--- DOCUMENT PASSAGE ---

================

Reports suggest that pets that have been spayed or neutered tend to live longer than those that have not. This is applicable to both male and female animals. One reason for the increased lifespan of neutered animals may be because their need to explore and roam about is reduced upon neutering. This lowers their chances of getting into fights with other animals and being in road accidents.

Getting your pet spayed also helps them dodge the risk of developing diseases associated with the reproductive system such as pyrometra (a uterine infection that can be deadly), uterine cancer in females and testicular cancer in males. This is not just physically taxing for an animal, it can also be emotionally, physically and financially draining for the owner to take care of a seriously ill pet. So, spending money on neutering now can effectively save you tenfold in the future. [Read about an exception for golden retrievers below.]

Some vets recommend neutering your pet early on, even as young as eight weeks old, but more usually by six months of age. It is thought that spaying female dogs or cats before their first heat occurs is even more beneficial to their health.

In addition to health benefits, neutering your pet can also result in many positive behavioural changes. Male dogs, and some females as well, often mark their territory with urine. They do this to assert dominance or ease their stress by marking areas or things that don’t seem familiar. It can get especially frustrating when your dog does this in the house. However, a neutered dog is very unlikely to be so territorial and to urine-mark. Neutered dogs are also less likely to display other traits to show dominance such as mounting and constant barking, and they are generally less aggressive than unneutered pets.

================

--- GIVEN ENTRIES ---
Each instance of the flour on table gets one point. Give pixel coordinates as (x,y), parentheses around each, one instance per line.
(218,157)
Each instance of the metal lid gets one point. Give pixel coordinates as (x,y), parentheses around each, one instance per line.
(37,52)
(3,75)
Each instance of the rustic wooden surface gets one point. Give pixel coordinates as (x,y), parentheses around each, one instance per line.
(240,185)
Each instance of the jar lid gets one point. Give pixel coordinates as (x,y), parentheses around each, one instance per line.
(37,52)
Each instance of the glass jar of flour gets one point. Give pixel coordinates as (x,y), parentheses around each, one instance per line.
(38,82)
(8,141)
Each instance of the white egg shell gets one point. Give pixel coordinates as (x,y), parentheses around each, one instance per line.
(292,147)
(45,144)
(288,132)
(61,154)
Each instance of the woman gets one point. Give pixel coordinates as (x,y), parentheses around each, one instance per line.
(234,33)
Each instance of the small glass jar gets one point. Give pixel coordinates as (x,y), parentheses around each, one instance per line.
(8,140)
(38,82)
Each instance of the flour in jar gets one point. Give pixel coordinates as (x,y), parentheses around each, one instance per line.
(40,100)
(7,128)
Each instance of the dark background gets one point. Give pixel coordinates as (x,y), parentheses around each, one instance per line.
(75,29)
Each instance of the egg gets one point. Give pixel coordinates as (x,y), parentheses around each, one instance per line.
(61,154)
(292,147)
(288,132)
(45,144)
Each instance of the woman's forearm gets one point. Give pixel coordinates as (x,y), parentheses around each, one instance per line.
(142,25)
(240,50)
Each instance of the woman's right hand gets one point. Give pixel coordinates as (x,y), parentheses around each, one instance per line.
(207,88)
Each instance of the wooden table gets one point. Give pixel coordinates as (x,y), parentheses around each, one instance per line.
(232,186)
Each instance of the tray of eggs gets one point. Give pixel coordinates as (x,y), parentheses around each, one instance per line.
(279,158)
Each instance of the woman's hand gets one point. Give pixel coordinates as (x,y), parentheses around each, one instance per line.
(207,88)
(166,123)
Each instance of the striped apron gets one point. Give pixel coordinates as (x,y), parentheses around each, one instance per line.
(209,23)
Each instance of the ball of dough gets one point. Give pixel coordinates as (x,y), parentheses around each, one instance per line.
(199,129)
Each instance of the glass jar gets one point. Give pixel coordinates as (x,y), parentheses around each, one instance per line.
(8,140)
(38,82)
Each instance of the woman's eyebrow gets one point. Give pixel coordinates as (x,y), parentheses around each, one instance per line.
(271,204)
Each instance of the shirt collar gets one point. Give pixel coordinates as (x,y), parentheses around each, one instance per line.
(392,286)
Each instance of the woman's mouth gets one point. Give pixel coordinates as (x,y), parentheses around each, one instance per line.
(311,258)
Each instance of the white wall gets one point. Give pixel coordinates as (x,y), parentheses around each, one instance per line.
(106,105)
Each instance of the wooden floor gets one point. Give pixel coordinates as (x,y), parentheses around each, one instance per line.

================

--- EXERCISES ---
• A. Could you reproduce the passage on spaying and neutering pets word for word, starting at "Reports suggest that" and ending at "in road accidents."?
• B. How would you carry on the passage about the benefits of neutering pets, picking up after its final sentence?

--- ANSWERS BY TASK ---
• A.
Reports suggest that pets that have been spayed or neutered tend to live longer than those that have not. This is applicable to both male and female animals. One reason for the increased lifespan of neutered animals may be because their need to explore and roam about is reduced upon neutering. This lowers their chances of getting into fights with other animals and being in road accidents.

• B.
Cats urine-mark as well. Getting a cat fixed before it is four months old is the best way to avoid it urine-marking in your home. It also calms the animals down, easing up their roaming and fighting instincts. And it tends to reduce their howling or crying.

There may be an exception to the health benefits of neutering when it comes to golden retrievers. Research from the University of California, Davis in the US looked at this particular breed and found that animals neutered before 6 months were at 4 to 5 times higher risk of developing joint disorders, such as hip dysplasia, cranial cruciate ligament tear, and elbow dysplasia. In female goldens, neutering after the age of 6 months increased the chances by 3 to 4 times of developing lymphosarcoma, hemangiosarcoma, and mast cell tumor, forms of cancer which are common in the breed. The research has provoked a lot of controversy, and so far it has not been generalized to other breeds. If you are considering neutering your golden retriever, check with your veterinarian to see what would be the best option.